THE TASKS –
1 – Answer from the text on the League of Nations Directors:
(a) What collective name did the Directors have when taken all together?
(b) How often were the director's meetings usually held?
(c) How many officials served as Directors, and from how many countries?
2 – Please resume the text on the League of Nations Directors, picking up after its final sentence.

ARTICLE –
League of Nations Secretariat

The Directors

by Torsten Kahlert, Dr. Phil, History, Research Associate, Marbach Weimar Wolfenbüttel Research Network

The Directors were the highest international civil servants below the Secretary-General and its DSG/USG. Taken all together they formed the so called “High Directorate” or “Haute Direction”. As has been said, the League’s Secretariat was divided into several functional sections, the Political Section, the Economic Section, the Mandates Section, the Legal Section, the Health Section, the Minorities Sections, the Social Questions and the Communications and Transit Section and so on. Each Section was headed by a Director. They were responsible for leading their Section and managing their staff and resources in accordance with the general policies of the League laid out by the Council and the General Assembly. The Directors can be seen in a way as “the men behind the man”. They reported to the Secretary General about their work during the so-called director’s meetings (often once a week). Additionally, a selected group of Directors were part of an advisory group for the Secretary-General dealing with questions of appointments, promotions, and dismissals of higher officials of the Secretariat: the so-called Appointments Committee. They were in contact with networks of their home countries and with the respective diplomatic, economic or governmental experts, as well as institutions and organizations of their field of expertise.

Over the course of the League’s existence 32 officials from 15 different countries served for a shorter or longer period of time as Directors of one of the Secretariat’s Sections. They formed an expert diplomatic elite and were decisive in shaping the rules and practices of the new administrative body together with the Secretariat’s leadership. In this way, they defined their own role, the notion of the international civil servant, laying ground for its long-term perception throughout the twentieth century.

INFORMATION SHOWN –
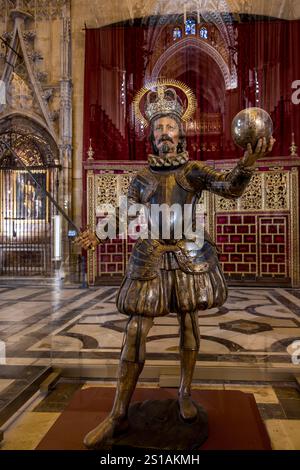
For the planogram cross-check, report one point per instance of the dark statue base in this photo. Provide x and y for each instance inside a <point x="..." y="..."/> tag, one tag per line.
<point x="234" y="420"/>
<point x="157" y="424"/>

OUTPUTS IN ORDER –
1 –
(a) The "High Directorate," or "Haute Direction."
(b) Often once a week.
(c) 32 officials from 15 different countries.

2 –
Director positions were hard-won, prestigious positions in a new international administration. But who made it there and for how long? The Secretariat’s development in general, and specifically in terms of its personnel, was influenced by many processes and events from inside and outside the organization. None of the directors held the position for the entire span of the Secretariat’s existence from 1919 to 1946. Some had long careers in it, some stayed very briefly. Even though according to the Covenant all positions were equally open to women and men alike, only one woman was appointed as head of a section. It was Rachel Crowdy, who served at the head of the Social Questions and Opium Traffic Section from 1922-1931, though, tellingly, she never made the rank of Director.

Haakon A. Ikonomou 2023

Recruitment and career

Formally, the Directors were appointed by the Secretary General, a right which was written in Art VI of the Covenant. The first Secretary-General, Eric Drummond used this opportunity for recruitment of a first group of Directors, which was comparatively young, with an average age of around 40, when appointed, of which many had experiences in war time cooperation in technical organizations, and which knew each other from the Paris Peace Conferences. This was also the main recruitment ground. While Drummond’s personnel policy aimed for an international composition and securing the necessary language skills and diplomatic experience, he was also looking for individuals with a certain mindset, to build up an efficient new administrative body. Drummond had to ensure both that the governments of the candidates' origin agreed with the nomination and that the candidates were acceptable to the Great Powers, as appointments had to be approved by the Council.


UN Archives Geneva

Erik Colban

Erik Colban (1876-1956) was the Director of the Minorities Section from 1919-27. In this position he was a crucial figure in setting up and developing a policy on minorities (which was an important task of the League after the re-ordering of the European landscape in the aftermath of WWI with many minorities now in “new” countries). He is seen as the spiritual father of the Minorities System of the League with repercussions well into the UN.

In 1928 he moved to the Disarmament section, being the only official of the Secretariat having led two sections. Having little room for maneuver and less success there he returned to the Norwegian Foreign Office in 1930. He served as envoy for Paris, Brussels and Luxembourg. After the war, he was appointed delegate to the UN First Assembly in 1945 and even though he retired as a diplomat in 1946, was active in different positions for the UN. In 1948-50 he was personal representative of UN-SG Trygve Lie in the negotiations between India and Pakistan concerning Kashmir.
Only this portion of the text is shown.